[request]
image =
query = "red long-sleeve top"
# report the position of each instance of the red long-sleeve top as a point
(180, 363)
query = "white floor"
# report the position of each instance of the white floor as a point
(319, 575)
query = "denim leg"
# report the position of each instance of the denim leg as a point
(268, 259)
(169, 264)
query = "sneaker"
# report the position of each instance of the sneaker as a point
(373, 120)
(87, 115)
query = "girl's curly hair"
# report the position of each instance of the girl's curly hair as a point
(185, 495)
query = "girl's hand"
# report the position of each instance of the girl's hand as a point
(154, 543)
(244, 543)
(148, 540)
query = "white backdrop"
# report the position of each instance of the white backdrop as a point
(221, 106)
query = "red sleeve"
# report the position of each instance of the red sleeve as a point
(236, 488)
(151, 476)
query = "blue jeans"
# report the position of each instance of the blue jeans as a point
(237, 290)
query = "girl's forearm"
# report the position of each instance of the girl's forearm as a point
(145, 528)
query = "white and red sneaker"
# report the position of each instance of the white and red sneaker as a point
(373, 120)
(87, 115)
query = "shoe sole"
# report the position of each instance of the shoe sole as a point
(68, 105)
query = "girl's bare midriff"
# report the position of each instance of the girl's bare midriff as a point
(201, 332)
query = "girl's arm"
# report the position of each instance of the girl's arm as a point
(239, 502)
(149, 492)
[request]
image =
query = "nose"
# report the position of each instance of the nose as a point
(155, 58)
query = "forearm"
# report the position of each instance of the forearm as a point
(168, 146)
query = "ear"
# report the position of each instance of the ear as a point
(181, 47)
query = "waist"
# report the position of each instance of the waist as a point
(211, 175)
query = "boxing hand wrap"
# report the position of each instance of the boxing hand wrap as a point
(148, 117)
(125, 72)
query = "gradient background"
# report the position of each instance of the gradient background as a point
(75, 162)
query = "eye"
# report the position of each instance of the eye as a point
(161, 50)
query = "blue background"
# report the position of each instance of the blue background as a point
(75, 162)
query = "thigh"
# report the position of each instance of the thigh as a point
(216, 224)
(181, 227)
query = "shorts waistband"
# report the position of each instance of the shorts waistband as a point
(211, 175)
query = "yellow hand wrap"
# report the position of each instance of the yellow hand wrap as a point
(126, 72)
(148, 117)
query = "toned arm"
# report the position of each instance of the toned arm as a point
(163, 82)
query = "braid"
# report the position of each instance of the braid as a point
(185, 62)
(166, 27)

——————

• [Task prompt]: Line by line, restate the data exactly.

• [Response box]:
[request]
image =
query = "red long-sleeve top"
# report the position of each instance of the red long-sleeve top as a point
(180, 363)
query = "white floor"
# report the position of each instance of the white floor as a point
(319, 575)
query = "denim leg"
# report the position of each instance of the denim leg as a point
(268, 259)
(169, 264)
query = "sneaker"
# report the position of each instance of the sneaker as a point
(373, 120)
(87, 115)
query = "girl's curly hair"
# report the position of each instance of the girl's curly hair as a point
(185, 495)
query = "girl's hand"
# report the position of each instance of the girl's hand as a point
(154, 543)
(244, 543)
(148, 540)
query = "white backdrop"
# report the position of each instance of the white backdrop as a point
(221, 106)
query = "red sleeve"
# report the position of each instance of the red sleeve as a point
(236, 488)
(151, 476)
query = "blue jeans"
# report the position of each instance of the blue jeans as a point
(237, 290)
query = "girl's forearm"
# report the position of each instance of the girl's forearm as a point
(145, 528)
query = "white and red sneaker"
# report the position of each instance of the white and red sneaker as a point
(373, 120)
(87, 115)
query = "shoe sole"
# report the position of each instance of the shoe sole as a point
(68, 105)
query = "girl's bare midriff"
# report the position of each instance of the girl's bare midriff as a point
(201, 332)
query = "girl's arm"
# report the position of each instance of the girl's arm as a point
(239, 502)
(149, 492)
[request]
image =
query = "nose"
# report the position of each instance of the nose as a point
(155, 58)
query = "forearm"
# report the position of each instance of the forearm as a point
(168, 146)
query = "ear"
# report the position of each instance of the ear as a point
(181, 47)
query = "waist"
# report the position of each instance of the waist as a point
(211, 175)
query = "boxing hand wrap"
# report the position of each instance of the boxing hand wrap as a point
(148, 117)
(125, 72)
query = "gradient background"
# report the position of each instance of the gradient background as a point
(75, 162)
query = "eye"
# report the position of each instance of the eye as a point
(161, 50)
query = "blue background"
# report the position of each instance of the blue background as a point
(75, 162)
query = "thigh"
# report the position of each instance of the thigh as a point
(216, 224)
(181, 227)
query = "shorts waistband"
# report the position of each instance of the shorts waistband as a point
(211, 175)
query = "yellow hand wrap"
# report the position of each instance of the yellow hand wrap as a point
(126, 72)
(148, 117)
query = "toned arm"
# report the position of each instance of the toned arm as a point
(163, 82)
query = "braid"
# report the position of each instance of the braid as a point
(185, 62)
(166, 27)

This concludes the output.